Referring expression pointing data
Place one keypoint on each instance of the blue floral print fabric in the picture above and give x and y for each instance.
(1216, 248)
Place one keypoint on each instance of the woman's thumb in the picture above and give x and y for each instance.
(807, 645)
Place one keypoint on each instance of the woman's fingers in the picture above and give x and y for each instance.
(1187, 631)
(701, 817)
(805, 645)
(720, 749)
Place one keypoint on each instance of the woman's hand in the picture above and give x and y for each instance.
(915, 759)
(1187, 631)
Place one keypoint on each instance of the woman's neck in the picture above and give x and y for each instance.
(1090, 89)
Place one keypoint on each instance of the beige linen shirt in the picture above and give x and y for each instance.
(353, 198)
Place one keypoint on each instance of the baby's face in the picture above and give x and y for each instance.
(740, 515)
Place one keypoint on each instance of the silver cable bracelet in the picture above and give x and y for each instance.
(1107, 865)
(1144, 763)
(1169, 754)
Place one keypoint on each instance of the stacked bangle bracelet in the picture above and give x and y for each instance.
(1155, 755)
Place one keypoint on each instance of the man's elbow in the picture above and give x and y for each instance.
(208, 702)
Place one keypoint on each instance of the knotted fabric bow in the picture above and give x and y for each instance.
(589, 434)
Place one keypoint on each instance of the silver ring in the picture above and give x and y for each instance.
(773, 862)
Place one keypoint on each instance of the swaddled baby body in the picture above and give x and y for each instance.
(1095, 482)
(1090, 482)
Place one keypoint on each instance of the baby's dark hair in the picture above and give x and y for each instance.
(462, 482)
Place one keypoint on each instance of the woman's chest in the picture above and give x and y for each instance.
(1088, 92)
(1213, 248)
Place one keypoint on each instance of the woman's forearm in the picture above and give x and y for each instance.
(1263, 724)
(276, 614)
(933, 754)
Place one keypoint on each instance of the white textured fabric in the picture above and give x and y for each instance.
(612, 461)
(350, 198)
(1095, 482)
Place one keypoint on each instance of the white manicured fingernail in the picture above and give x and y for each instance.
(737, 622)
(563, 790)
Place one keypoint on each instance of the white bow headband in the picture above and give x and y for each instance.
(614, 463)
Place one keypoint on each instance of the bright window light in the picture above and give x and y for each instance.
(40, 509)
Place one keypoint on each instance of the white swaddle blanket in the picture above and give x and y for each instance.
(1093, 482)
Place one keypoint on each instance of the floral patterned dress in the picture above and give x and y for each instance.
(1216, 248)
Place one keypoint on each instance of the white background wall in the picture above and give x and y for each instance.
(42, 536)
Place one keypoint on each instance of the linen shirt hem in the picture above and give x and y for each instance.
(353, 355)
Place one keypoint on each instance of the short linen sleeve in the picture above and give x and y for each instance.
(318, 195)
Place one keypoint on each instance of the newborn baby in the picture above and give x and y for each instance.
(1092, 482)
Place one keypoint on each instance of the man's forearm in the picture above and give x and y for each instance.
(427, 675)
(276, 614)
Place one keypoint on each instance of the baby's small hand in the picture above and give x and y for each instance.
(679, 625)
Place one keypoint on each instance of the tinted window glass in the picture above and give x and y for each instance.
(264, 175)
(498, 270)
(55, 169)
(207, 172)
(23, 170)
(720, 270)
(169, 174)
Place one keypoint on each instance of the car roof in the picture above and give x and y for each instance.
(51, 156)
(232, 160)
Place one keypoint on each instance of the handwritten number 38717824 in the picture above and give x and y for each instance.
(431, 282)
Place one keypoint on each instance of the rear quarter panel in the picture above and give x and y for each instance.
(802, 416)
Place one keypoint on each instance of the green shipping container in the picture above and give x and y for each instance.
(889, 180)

...

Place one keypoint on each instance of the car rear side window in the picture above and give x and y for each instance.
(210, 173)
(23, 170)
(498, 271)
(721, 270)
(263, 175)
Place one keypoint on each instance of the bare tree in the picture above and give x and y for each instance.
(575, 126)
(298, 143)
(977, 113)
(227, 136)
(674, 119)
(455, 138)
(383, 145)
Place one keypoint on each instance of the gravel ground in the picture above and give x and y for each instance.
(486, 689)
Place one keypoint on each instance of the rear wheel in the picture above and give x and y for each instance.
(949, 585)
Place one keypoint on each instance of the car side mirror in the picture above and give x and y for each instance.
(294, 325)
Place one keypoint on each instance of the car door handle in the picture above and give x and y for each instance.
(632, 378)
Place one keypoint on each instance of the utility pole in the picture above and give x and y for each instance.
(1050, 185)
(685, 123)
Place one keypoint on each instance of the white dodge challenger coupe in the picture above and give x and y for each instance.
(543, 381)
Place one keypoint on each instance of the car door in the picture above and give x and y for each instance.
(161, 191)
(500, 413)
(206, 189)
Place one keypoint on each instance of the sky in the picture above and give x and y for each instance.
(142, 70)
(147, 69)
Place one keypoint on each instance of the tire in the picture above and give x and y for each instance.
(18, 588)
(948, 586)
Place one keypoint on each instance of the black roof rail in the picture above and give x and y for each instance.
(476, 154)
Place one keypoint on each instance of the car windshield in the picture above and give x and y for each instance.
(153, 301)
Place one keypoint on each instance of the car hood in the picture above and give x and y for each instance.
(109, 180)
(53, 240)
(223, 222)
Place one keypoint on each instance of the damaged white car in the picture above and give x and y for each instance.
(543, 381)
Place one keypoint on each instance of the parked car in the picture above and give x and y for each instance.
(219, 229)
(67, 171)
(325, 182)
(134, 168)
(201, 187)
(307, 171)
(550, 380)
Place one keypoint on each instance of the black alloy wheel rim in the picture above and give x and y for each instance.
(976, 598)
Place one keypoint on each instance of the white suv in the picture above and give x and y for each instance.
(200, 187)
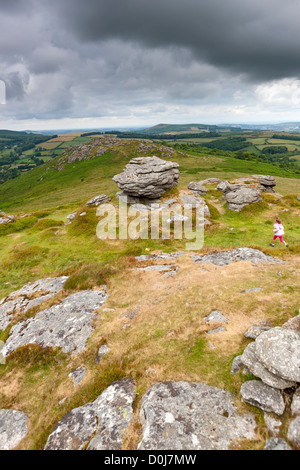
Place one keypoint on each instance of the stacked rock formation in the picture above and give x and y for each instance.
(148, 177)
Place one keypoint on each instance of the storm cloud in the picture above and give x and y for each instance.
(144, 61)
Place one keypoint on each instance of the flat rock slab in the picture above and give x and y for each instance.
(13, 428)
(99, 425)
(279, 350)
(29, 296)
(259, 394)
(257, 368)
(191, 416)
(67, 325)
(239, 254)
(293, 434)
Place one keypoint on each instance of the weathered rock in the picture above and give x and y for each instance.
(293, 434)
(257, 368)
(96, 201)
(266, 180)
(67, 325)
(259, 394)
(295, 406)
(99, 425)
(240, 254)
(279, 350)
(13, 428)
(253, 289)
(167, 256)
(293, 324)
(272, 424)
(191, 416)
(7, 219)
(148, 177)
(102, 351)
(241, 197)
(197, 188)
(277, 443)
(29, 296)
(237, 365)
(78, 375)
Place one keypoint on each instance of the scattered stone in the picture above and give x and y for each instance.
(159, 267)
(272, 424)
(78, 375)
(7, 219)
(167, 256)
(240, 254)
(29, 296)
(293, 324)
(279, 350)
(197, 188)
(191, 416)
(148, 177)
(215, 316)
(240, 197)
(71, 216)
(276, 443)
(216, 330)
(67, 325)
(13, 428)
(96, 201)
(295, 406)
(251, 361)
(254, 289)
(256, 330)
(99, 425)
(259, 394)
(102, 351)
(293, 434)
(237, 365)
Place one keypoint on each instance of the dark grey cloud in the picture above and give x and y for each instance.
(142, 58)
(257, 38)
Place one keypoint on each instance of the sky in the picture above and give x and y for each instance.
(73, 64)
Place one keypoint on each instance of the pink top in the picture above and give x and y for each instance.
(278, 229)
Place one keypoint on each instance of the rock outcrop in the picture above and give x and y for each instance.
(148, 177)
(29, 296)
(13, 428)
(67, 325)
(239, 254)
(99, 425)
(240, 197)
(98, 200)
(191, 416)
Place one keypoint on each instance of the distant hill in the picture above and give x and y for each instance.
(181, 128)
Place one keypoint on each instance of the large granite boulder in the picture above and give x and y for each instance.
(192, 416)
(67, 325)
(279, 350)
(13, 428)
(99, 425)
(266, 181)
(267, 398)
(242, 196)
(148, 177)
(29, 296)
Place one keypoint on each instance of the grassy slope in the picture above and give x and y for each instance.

▶ Task prompt
With the line that has "Place one keypoint on each instance of the distant" as the first and the line that has "Place one keypoint on each instance of the grassy" as the last, repeat exactly that run of lines above and no more.

▶ Written solution
Place one keypoint on each instance of the distant hill in the picture above and give x and y for each instance.
(181, 128)
Place one keypoint on each instance of the large granite boulder in the picture above and give x and y for each instance.
(192, 416)
(67, 325)
(279, 350)
(13, 428)
(99, 425)
(266, 181)
(267, 398)
(242, 196)
(148, 177)
(29, 296)
Place one keypoint on each instance of the grassy slope in the picture above and give x and y for each instance.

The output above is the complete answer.